(EXCERPT TO READ begins)
Rust-accelerated quadtree for Python with fast inserts, range queries, and k-NN search.
Project description
fastquadtree
Rust-optimized quadtree with a simple Python API.
👉 Docs: https://elan456.github.io/fastquadtree/
- Python package:
fastquadtree - Python ≥ 3.8
- Import path:
from fastquadtree import QuadTree
Benchmarks
fastquadtree outperforms all other quadtree Python packages, including the Rtree spatial index.
Library comparison
Summary (largest dataset, PyQtree baseline)
- Points: 250,000, Queries: 500
- Fastest total: fastquadtree at 0.120 s
| Library | Build (s) | Query (s) | Total (s) | Speed vs PyQtree |
|---|---|---|---|---|
| fastquadtree | 0.031 | 0.089 | 0.120 | 14.64× |
| Shapely STRtree | 0.179 | 0.100 | 0.279 | 6.29× |
| nontree-QuadTree | 0.595 | 0.605 | 1.200 | 1.46× |
| Rtree | 0.961 | 0.300 | 1.261 | 1.39× |
| e-pyquadtree | 1.005 | 0.660 | 1.665 | 1.05× |
| PyQtree | 1.492 | 0.263 | 1.755 | 1.00× |
| quads | 1.407 | 0.484 | 1.890 | 0.93× |
Benchmark Configuration
| Parameter | Value |
|---|---|
| Bounds | (0, 0, 1000, 1000) |
| Max points per node | 128 |
| Max depth | 16 |
| Queries per experiment | 500 |
Install
pip install fastquadtree
If you are developing locally:
# optimized dev install
maturin develop --release
Quickstart
from fastquadtree import QuadTree
# Bounds are (min_x, min_y, max_x, max_y)
qt = QuadTree(bounds=(0, 0, 1000, 1000), capacity=20) # max_depth is optional
# Insert points with auto ids
id1 = qt.insert((10, 10))
id2 = qt.insert((200, 300))
(EXCERPT TO READ ends)
(INFORMATION begins)
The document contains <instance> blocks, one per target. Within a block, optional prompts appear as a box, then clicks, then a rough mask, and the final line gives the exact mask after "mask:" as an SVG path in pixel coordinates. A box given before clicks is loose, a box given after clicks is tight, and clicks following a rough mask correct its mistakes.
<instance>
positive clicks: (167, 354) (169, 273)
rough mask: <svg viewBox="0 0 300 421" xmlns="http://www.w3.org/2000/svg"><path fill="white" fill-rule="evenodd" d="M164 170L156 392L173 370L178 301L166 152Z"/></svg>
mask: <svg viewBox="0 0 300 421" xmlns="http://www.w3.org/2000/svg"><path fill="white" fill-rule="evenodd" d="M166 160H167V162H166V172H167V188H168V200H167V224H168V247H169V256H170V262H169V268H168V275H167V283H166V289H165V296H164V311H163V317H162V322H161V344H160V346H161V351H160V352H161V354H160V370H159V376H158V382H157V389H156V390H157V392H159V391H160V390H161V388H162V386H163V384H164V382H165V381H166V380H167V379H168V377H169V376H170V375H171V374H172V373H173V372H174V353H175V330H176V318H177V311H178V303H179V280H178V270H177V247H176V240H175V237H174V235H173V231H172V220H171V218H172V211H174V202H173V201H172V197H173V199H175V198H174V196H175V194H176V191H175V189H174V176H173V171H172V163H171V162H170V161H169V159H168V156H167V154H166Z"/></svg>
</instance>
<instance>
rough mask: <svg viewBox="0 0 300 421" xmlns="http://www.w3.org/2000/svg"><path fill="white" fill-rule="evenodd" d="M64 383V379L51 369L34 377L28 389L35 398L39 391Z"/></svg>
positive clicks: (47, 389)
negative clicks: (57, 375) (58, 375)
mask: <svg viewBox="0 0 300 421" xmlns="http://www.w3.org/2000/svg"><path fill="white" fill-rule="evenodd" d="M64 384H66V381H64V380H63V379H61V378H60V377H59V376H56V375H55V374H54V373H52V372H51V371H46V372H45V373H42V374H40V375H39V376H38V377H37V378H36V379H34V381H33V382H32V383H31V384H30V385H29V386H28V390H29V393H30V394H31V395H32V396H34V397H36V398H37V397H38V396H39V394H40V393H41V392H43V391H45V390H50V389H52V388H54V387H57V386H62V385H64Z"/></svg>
(INFORMATION ends)
WORK ORDER A
Duplicate a passage from the fastquadtree project description, starting at the words "Rust-accelerated quadtree for" and ending after the words "simple Python API.".
WORK ORDER B
In the fastquadtree project description, what maximum depth does the benchmark configuration use?

EXERCISE SOLUTION A
Rust-accelerated quadtree for Python with fast inserts, range queries, and k-NN search.
Project description
fastquadtree
Rust-optimized quadtree with a simple Python API.

EXERCISE SOLUTION B
16